**DOCUMENT**
+===+

# finishing a basement bath - tie in to ejector pump vent?



## Boston Plumber (Apr 12, 2008)

Hi AJ:

You were correct first time. Connecting into the ejector pump is a no-no!!

I would take that 2" pipe for sink, stub out 1.5" pipe for lavatory sink and then continue on full size 2" vent to nearest 2" vent or larger upstairs or in attic (acts as vent for sink and WET vent for toilet)....and while running that 2" vent for 1/2 bath, pick up the vent that SHOULD NOT BE connected to ejector vent  and know job has been done correctly!!

And since house is only about a year old, be sure to check around entire basement..there should be a 2" FUTURE vent stubbed/capped for you to connect on too!! That capped future vent is a code requirement in my area...*cross fingers* it is in your area, too...and that you can find it!!

If future vent not found, then need to run the 2" vent like I suggested and cap the ejector vent where you cut out illegal connection.

Good luck with it all!! Post back if any other questions.


----------



## Alan (Apr 12, 2006)

Boston Plumber said:


> And since house is only about a year old, be sure to check around entire basement..there should be a 2" FUTURE vent stubbed/capped for you to connect on too!! That capped future vent is a code requirement in my area...*cross fingers* it is in your area, too...and that you can find it!!
> 
> If future vent not found, then need to run the 2" vent like I suggested and cap the ejector vent where you cut out illegal connection.
> 
> Good luck with it all!! Post back if any other questions.


Interesting. Does your code also require that toilet vents terminate separately?


----------



## Boston Plumber (Apr 12, 2008)

NOPE...all vents connect as normal and then penetrate the roof with one 3" vent as any state I have plumbed in...??

Why...does your state code allow someone to connect into the ejector vent..? All codes are different, for sure.....so is this the case..??


----------



## Alan (Apr 12, 2006)

Boston Plumber said:


> NOPE...all vents connect as normal and then penetrate the roof with one 3" vent as any state I have plumbed in...??

+===+

**WHAT IS REQUIRED**
Quote the whole forum thread above about venting a basement bathroom, word for word.

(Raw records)
+===+

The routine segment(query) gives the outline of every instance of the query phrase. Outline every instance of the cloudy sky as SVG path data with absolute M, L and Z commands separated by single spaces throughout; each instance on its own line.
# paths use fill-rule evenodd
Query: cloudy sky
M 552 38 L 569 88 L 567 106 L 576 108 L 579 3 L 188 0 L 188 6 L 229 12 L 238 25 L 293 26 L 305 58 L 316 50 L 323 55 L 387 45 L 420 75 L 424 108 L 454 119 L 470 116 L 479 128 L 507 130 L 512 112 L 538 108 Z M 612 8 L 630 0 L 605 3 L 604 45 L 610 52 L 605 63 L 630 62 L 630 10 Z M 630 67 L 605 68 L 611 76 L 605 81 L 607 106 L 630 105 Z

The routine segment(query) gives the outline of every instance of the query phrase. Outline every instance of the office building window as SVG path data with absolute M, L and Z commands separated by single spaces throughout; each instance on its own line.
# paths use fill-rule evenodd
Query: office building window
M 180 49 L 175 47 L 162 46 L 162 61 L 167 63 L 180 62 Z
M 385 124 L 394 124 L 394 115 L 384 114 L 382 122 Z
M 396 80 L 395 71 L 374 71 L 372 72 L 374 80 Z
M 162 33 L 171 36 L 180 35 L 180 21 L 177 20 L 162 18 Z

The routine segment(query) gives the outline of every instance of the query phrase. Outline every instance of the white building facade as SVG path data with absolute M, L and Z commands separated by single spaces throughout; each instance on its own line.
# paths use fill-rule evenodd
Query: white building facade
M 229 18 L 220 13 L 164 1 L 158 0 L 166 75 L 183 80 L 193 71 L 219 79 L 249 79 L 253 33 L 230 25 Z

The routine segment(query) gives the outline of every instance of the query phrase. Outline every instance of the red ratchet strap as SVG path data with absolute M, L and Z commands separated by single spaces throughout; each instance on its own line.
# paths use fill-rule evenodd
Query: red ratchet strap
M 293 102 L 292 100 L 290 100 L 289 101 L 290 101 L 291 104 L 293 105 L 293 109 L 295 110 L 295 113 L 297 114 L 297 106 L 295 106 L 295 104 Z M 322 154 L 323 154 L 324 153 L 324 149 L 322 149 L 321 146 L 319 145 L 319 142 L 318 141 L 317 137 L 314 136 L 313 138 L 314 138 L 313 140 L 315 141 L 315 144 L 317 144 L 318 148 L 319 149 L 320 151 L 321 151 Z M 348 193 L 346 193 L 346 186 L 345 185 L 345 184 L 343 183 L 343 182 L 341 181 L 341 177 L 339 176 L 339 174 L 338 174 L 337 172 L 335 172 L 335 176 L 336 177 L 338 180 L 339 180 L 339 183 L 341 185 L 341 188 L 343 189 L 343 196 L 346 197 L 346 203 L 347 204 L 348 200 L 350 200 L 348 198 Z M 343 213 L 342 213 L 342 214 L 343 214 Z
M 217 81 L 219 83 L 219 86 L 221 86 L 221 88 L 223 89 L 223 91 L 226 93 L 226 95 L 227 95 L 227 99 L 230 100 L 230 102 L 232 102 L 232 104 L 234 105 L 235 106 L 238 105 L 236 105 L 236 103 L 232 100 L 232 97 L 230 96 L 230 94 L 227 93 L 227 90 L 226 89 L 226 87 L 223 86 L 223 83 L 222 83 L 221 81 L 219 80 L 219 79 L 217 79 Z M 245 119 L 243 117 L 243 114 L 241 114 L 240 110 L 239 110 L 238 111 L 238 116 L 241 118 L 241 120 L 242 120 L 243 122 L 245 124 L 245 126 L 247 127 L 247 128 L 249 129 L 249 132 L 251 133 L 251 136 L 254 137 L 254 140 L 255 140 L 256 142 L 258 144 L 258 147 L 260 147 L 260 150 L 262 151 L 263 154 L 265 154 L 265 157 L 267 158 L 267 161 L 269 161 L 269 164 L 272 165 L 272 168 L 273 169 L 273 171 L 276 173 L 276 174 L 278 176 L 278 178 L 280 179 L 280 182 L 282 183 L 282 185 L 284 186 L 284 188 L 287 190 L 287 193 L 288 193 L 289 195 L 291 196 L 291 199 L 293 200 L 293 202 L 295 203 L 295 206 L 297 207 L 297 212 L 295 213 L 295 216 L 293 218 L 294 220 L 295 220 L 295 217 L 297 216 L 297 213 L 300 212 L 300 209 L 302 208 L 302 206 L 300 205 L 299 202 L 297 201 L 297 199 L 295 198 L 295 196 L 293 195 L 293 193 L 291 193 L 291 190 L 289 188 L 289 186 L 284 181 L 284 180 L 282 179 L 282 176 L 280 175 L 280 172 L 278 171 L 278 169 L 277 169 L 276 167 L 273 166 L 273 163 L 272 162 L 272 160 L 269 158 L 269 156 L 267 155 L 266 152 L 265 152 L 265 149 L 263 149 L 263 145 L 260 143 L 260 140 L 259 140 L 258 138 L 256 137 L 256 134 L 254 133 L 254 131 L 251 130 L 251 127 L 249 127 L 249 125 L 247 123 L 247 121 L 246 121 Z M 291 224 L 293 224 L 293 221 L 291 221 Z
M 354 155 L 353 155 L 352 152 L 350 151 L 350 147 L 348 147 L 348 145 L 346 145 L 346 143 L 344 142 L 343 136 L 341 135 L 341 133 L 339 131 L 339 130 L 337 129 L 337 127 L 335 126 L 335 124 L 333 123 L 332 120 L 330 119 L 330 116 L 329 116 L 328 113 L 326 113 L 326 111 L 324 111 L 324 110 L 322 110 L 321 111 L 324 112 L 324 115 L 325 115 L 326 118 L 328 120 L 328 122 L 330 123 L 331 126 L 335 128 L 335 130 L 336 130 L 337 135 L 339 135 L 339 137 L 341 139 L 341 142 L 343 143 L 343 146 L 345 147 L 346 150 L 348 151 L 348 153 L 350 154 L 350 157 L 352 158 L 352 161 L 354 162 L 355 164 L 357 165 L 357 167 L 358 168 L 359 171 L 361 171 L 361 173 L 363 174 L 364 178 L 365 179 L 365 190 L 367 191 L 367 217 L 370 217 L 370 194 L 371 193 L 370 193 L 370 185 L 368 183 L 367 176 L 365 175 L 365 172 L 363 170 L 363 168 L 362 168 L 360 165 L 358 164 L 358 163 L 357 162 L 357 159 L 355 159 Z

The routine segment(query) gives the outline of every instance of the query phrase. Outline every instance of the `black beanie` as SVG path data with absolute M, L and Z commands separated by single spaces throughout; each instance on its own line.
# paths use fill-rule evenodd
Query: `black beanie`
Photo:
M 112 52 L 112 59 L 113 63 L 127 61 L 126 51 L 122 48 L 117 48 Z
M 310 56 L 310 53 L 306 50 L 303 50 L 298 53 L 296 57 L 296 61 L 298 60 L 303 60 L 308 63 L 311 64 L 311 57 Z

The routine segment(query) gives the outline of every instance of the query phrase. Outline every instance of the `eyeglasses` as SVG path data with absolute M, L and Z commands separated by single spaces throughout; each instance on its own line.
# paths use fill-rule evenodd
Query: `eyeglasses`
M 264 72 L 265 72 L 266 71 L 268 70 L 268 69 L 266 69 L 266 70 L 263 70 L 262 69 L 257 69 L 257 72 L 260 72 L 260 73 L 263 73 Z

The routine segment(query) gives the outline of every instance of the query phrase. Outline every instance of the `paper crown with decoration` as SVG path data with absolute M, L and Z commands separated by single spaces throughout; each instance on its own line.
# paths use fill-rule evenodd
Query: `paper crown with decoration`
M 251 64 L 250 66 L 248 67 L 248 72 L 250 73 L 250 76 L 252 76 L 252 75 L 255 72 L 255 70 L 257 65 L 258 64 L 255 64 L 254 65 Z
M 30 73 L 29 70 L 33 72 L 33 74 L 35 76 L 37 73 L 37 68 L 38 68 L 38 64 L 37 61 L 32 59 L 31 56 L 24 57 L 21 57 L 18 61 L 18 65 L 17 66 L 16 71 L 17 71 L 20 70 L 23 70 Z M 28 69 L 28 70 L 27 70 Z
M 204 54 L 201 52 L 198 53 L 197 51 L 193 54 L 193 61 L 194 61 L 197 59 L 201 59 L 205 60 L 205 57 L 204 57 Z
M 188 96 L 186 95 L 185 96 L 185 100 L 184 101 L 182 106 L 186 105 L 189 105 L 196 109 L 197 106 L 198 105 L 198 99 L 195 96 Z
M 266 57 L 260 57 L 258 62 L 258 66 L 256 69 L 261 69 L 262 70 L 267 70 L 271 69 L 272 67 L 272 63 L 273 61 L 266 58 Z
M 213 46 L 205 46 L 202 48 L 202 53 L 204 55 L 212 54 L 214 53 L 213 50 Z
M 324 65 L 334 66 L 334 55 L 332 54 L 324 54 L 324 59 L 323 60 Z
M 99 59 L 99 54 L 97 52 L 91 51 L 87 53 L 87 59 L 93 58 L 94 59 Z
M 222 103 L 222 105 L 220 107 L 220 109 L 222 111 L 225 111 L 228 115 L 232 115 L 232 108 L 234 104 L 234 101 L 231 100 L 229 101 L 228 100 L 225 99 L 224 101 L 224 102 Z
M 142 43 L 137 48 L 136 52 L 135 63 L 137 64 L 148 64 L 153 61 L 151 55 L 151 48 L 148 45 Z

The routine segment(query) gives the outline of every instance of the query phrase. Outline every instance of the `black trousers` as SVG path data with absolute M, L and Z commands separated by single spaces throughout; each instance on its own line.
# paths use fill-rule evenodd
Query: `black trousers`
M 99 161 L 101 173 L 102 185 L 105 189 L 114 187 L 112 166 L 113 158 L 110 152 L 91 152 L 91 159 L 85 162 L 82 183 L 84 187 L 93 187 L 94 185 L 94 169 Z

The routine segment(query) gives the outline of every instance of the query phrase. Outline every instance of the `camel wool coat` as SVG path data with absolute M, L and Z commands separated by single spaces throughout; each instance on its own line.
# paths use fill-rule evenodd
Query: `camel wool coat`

+===+

**REPLY TO THE EXERCISE**
# finishing a basement bath - tie in to ejector pump vent?



## Boston Plumber (Apr 12, 2008)

Hi AJ:

You were correct first time. Connecting into the ejector pump is a no-no!!

I would take that 2" pipe for sink, stub out 1.5" pipe for lavatory sink and then continue on full size 2" vent to nearest 2" vent or larger upstairs or in attic (acts as vent for sink and WET vent for toilet)....and while running that 2" vent for 1/2 bath, pick up the vent that SHOULD NOT BE connected to ejector vent  and know job has been done correctly!!

And since house is only about a year old, be sure to check around entire basement..there should be a 2" FUTURE vent stubbed/capped for you to connect on too!! That capped future vent is a code requirement in my area...*cross fingers* it is in your area, too...and that you can find it!!

If future vent not found, then need to run the 2" vent like I suggested and cap the ejector vent where you cut out illegal connection.

Good luck with it all!! Post back if any other questions.


----------



## Alan (Apr 12, 2006)

Boston Plumber said:


> And since house is only about a year old, be sure to check around entire basement..there should be a 2" FUTURE vent stubbed/capped for you to connect on too!! That capped future vent is a code requirement in my area...*cross fingers* it is in your area, too...and that you can find it!!
> 
> If future vent not found, then need to run the 2" vent like I suggested and cap the ejector vent where you cut out illegal connection.
> 
> Good luck with it all!! Post back if any other questions.


Interesting. Does your code also require that toilet vents terminate separately?


----------



## Boston Plumber (Apr 12, 2008)

NOPE...all vents connect as normal and then penetrate the roof with one 3" vent as any state I have plumbed in...??

Why...does your state code allow someone to connect into the ejector vent..? All codes are different, for sure.....so is this the case..??


----------



## Alan (Apr 12, 2006)

Boston Plumber said:


> NOPE...all vents connect as normal and then penetrate the roof with one 3" vent as any state I have plumbed in...??